* _EXTRAIT DU DOCUMENT_:
===============

Droits et recours d'un actionnaire minoritaire | RJQ

Les droits et recours des actionnaires


Me Pierre D. Grenier et Me Isabelle Hamel-Hébert, Dentons Canada s.e.n.c.r.l., Montréal  


Contenu


Introduction

Lors du dernier article que nous avons rédigé concernant les droits et recours des actionnaires, nous avons abordé les principes de base des recours en redressement pour abus en vertu de la Loi canadienne sur les sociétés par actions (la « LCSA »), ainsi que certains changements ayant eu lieu précédemment dans le domaine des recours entre actionnaires, notamment par l’entrée en vigueur de la Loi sur les sociétés par actions du Québec (la « LSAQ »). Pour mémoire, nous allons établir à nouveau les principes de base des recours en redressement pour abus (aussi appelés « recours en oppression »), puis aborder plus en détails certains facteurs à prendre en considération dans le contexte de tels recours.

Contexte

Il n’est pas rare de constater un déséquilibre interne en matière de gestion dans les sociétés par actions. Effectivement, les décisions de la société sont régulièrement prises au gré de la volonté des actionnaires majoritaires. Les actionnaires minoritaires peinent souvent à faire entendre leur voix ou à exercer une influence quelconque dans le contrôle de la société. Bien que les tribunaux tentent d’intervenir le moins possible dans les conflits des sociétés, il existe des situations préjudiciables et injustes envers les actionnaires minoritaires qui leur donnent le droit d’intervenir. Ces situations peuvent être dues notamment au comportement de l’actionnaire majoritaire ou à celui de l’administrateur de la société.

Depuis l’entrée en vigueur de LSAQ en 2011, le recours en redressement pour abus des actionnaires d’une société constituée en vertu de la loi provinciale sont similaires à ceux disponibles aux actionnaires d’une société fédérale régie par la LCSA. En effet, un mécanisme semblable à celui de l’article 241 LCSA s’applique désormais aux sociétés provinciales par l’action combinée des articles 450, 451 et 453 LSAQ. Puisque les recours en vertu des deux lois sont similaires, nous les aborderons conjointement en soulignant les différences qui les caractérisent, le cas échéant.

Obligation d'envisager les modes alternatifs de règlement des différends

Nous voulons souligner de prime abord que le nouveau Code de procédure civile (le « CPC »), qui est entré en vigueur le 1er janvier 2016, donne lieu à un virage culturel axé sur les modes de prévention et de règlement des différends. En effet, les nouvelles dispositions du CPC imposent aux parties l’obligation de considérer des modes de prévention et de règlement des différends, tels la négociation ou la médiation, avant d’entamer des procédures judiciaires. Évidemment, les parties n’ayant pas trouvé de terrain d’entente pourront ensuite s’adresser aux tribunaux et recourir aux dispositions de la LCSA ou de la LSAQ.

===============

* _VOTRE CONSIGNE_:
Veuillez relever tous les articles de loi cités dans le texte sur les recours des actionnaires, en indiquant pour chacun la loi dont il relève.

* _SECTION DES DONNÉES_:
===============

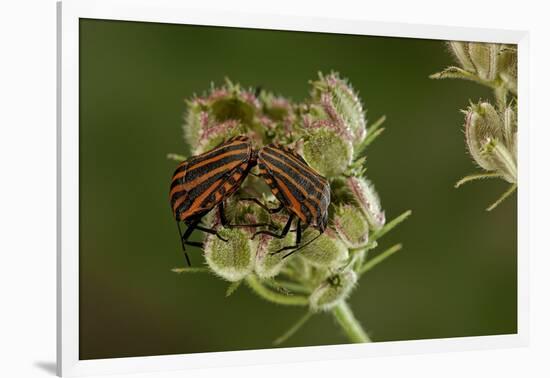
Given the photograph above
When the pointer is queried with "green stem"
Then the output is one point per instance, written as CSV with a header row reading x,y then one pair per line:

===============

* _RÉPONSE ATTENDUE_:
- article 241 de la LCSA
- article 450 de la LSAQ
- article 451 de la LSAQ
- article 453 de la LSAQ